*Activity:* Give the data a second time, exactly and in full.

(Data excerpts)
──────────────────────────────
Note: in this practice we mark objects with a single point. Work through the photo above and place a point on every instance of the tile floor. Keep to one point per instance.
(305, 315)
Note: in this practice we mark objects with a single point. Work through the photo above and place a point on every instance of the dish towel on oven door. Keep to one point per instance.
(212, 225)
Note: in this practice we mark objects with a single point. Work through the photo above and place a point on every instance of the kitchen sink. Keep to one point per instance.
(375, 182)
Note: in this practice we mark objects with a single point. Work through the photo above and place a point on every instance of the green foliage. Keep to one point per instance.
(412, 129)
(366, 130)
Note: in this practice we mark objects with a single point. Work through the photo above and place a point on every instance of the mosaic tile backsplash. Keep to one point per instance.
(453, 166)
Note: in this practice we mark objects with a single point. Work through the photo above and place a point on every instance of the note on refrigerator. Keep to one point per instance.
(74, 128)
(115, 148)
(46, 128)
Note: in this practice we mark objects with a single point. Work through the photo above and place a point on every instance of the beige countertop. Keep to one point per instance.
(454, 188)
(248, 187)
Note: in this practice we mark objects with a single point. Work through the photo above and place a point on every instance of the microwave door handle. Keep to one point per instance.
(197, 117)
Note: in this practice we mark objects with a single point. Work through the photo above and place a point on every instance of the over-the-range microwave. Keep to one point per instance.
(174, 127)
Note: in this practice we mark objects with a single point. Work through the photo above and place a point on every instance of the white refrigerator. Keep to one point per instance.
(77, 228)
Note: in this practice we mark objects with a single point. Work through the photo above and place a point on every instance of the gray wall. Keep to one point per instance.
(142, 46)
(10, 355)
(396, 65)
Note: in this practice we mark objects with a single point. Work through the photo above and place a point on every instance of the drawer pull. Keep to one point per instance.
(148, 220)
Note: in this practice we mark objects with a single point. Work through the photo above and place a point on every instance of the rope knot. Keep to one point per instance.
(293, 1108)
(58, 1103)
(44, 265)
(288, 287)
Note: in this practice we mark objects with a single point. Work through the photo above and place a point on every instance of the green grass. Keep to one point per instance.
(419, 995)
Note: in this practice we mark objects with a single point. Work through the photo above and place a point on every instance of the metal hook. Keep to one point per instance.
──────────────────────────────
*Solved exercise:*
Note: in this practice we mark objects with a single point. Work through the photo above and place a point on every instance of the tile floor. Keep to one point per instance.
(305, 315)
Note: in this practice we mark objects with a single point. Work through the photo above and place a point on every instance of the dish towel on oven door. Keep to one point per instance.
(212, 225)
Note: in this practice we mark objects with a single point. Work through the photo above and place a point on every instance of the kitchen sink. Keep to one point per instance.
(375, 182)
Note: in this practice we mark objects with a single point. Work through the photo above and place a point on every instance of the green foliage. Keep to one point per instance.
(412, 129)
(366, 130)
Note: in this practice we mark objects with a single point. Work through the photo above and place a point on every instance of the mosaic tile backsplash. Keep to one point per instance.
(453, 166)
Note: in this practice we mark objects with a single point. Work through the photo above and place a point on every instance of the note on refrigerator. Keep to one point per instance.
(74, 128)
(115, 148)
(46, 128)
Note: in this practice we mark objects with a single point. Work through the photo above and place a point on every instance of the beige countertop. Keep to one point per instance.
(454, 188)
(248, 187)
Note: in this practice we mark objects with a single point. Work through the photo above and place a point on every instance of the microwave door handle. Keep to one point per instance.
(197, 117)
Note: in this practice we mark objects with a single point. Work through the photo above and place a point on every instance of the over-the-range microwave. Keep to one point per instance.
(174, 127)
Note: in this practice we mark objects with a single point. Work through the photo above and place a point on every instance of the white refrigerator. Keep to one point per instance.
(77, 228)
Note: in this practice we mark objects with a single point. Work through the photo above and place a point on every instance of the gray wall. Keep to one point per instance.
(142, 46)
(10, 355)
(396, 65)
Note: in this practice we mark objects with a single point. Work through the photo above and place a point on every instance of the drawer pull. Keep to one point per instance.
(148, 220)
Note: in this practice we mark objects with a single point. Work through the photo above and place a point on every instance of the rope knot. Keep to one point per instance.
(293, 1108)
(58, 1103)
(44, 265)
(288, 287)
Note: in this practice we mark objects with a single point. Work through the photo above and place a point on every instance of the green grass. Keep to one point per instance.
(419, 995)
Note: in this practice we mark objects with a single point. Work through the photo above and place a point on every instance of the metal hook. Keep to one point per instance.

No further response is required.